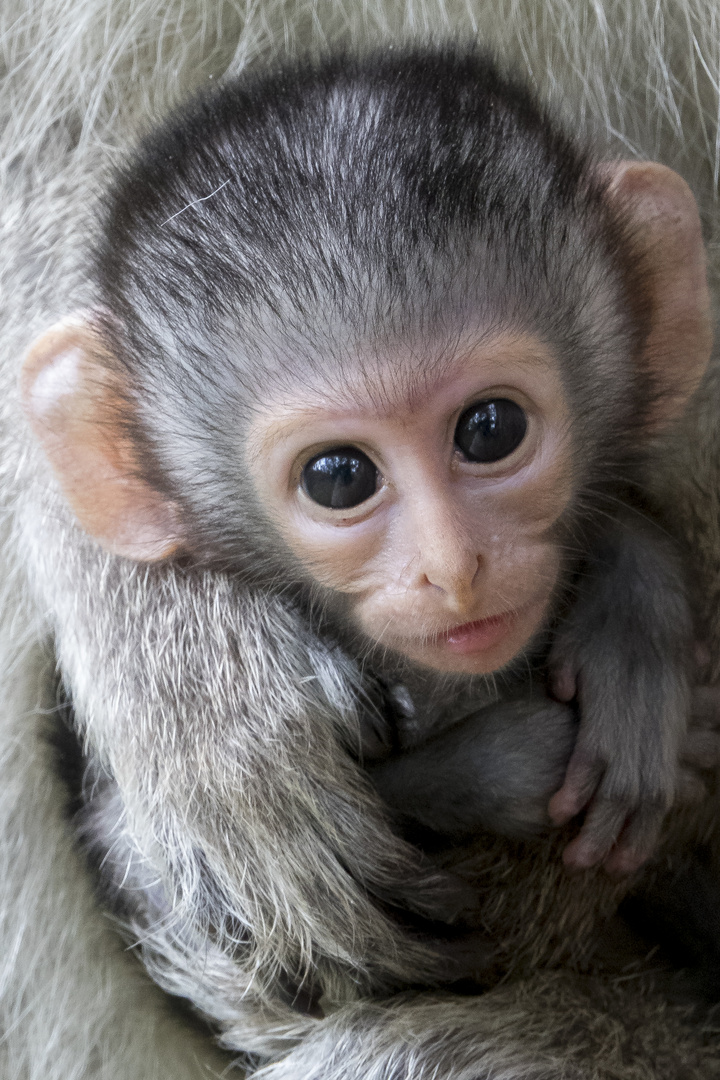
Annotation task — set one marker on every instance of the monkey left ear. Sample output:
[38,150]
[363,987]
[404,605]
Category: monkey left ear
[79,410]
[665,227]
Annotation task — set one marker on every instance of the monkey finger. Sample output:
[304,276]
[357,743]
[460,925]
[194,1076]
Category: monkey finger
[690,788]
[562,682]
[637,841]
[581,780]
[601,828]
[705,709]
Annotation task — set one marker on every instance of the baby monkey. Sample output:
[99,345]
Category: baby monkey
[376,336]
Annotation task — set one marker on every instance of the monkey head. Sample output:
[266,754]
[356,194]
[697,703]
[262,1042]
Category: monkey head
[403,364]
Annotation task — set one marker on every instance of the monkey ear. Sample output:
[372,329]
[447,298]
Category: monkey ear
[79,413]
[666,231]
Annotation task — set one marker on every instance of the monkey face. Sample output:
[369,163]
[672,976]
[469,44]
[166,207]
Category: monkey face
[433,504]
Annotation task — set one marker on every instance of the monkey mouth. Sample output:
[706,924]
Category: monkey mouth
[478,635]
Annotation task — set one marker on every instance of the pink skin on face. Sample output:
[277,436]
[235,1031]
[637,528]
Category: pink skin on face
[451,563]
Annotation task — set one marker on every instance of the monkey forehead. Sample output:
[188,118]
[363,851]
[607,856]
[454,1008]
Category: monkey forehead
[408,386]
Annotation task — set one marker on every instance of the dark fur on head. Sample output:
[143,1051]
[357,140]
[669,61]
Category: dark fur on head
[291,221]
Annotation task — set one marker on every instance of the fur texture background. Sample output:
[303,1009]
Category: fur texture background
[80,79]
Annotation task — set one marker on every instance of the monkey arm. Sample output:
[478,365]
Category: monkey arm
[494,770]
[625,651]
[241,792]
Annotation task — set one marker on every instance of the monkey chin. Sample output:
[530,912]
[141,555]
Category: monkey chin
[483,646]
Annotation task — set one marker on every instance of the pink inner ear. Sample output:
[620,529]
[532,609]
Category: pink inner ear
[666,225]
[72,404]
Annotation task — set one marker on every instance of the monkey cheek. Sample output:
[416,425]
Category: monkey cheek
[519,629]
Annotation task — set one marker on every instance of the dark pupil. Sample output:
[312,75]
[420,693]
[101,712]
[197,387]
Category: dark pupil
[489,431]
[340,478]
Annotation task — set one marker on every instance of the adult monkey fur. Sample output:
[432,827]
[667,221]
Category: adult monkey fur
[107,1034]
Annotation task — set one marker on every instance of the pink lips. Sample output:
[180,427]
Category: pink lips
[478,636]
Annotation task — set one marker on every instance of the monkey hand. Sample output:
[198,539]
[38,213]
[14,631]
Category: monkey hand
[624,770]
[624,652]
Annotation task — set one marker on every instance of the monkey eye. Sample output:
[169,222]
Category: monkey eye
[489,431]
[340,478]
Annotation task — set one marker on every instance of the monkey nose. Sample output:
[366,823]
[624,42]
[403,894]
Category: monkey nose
- - - - -
▶ **Hedef**:
Yukarıdaki verinin tüm satırlarını hiçbir değişiklik yapmadan yeniden yazın. Resimleri cevaba almayın.

▶ **Doğru Çıktı**:
Annotation task — set one marker on every instance of the monkey left ear. Sample output:
[38,150]
[363,987]
[404,605]
Category: monkey left ear
[79,410]
[665,227]
Annotation task — set one marker on every instance of the monkey finger. Sample output:
[304,276]
[357,743]
[460,925]
[194,1076]
Category: monkey finger
[690,788]
[562,682]
[637,841]
[581,780]
[601,828]
[705,709]
Annotation task — set one marker on every instance of the baby monkey. Sample output:
[99,345]
Category: baby monkey
[376,336]
Annotation task — set one marker on every instance of the monkey head. Sample output:
[266,754]
[356,194]
[697,703]
[262,1042]
Category: monkey head
[403,364]
Annotation task — set one marker on every instance of the monkey ear. Sample output:
[372,329]
[447,298]
Category: monkey ear
[79,413]
[666,231]
Annotation task — set one marker on every instance of the monkey face. Sample output:
[369,163]
[672,976]
[469,44]
[166,207]
Category: monkey face
[433,504]
Annotation task — set one marker on every instance of the monkey mouth. Sample output:
[706,924]
Category: monkey mouth
[478,635]
Annotation task — set one marker on every instance of the pink skin on face. Sample output:
[277,436]
[235,1031]
[637,528]
Category: pink skin on face
[451,563]
Annotation task — set one marker on every instance of the monkey forehead. Sample output:
[188,118]
[363,851]
[607,856]
[454,1008]
Category: monkey forehead
[408,386]
Annotation task — set one marker on every instance of the dark fur on head. Sample output:
[143,1051]
[357,140]
[669,61]
Category: dark fur on head
[291,221]
Annotation task — set one marker on every instance of the fur texture background. Sample output:
[303,1009]
Category: fur texture background
[80,79]
Annotation task — set one marker on every instance of the monkey arm. Sample output:
[478,365]
Category: monkey arm
[494,770]
[625,651]
[241,792]
Annotation task — set one marker on every instance of the monkey chin. Sample output:
[530,912]
[141,555]
Category: monkey chin
[483,646]
Annotation task — set one marker on every instance of the pink inner ear. Sample output:
[620,529]
[532,609]
Category: pink inner ear
[666,225]
[72,404]
Annotation task — set one marker on every instance of the monkey cheek. Sample output:
[416,425]
Category: monkey cheek
[519,629]
Annotation task — set one marker on every instance of the dark pupil. Sample output:
[312,75]
[420,693]
[101,712]
[197,387]
Category: dark pupil
[489,431]
[340,478]
Annotation task — set one marker on every instance of the adult monkey fur. Sample output:
[432,827]
[667,221]
Category: adult monkey fur
[107,1034]
Annotation task — set one marker on every instance of the pink lips. Sample output:
[180,427]
Category: pink lips
[478,636]
Annotation task — set one marker on every instance of the monkey hand. Sample output:
[198,539]
[38,213]
[14,631]
Category: monkey hand
[624,770]
[624,652]
Annotation task — set one marker on every instance of the monkey eye. Sample output:
[169,222]
Category: monkey eye
[489,431]
[340,478]
Annotation task — set one marker on every instance of the monkey nose. Sample output:
[366,823]
[624,42]
[403,894]
Category: monkey nose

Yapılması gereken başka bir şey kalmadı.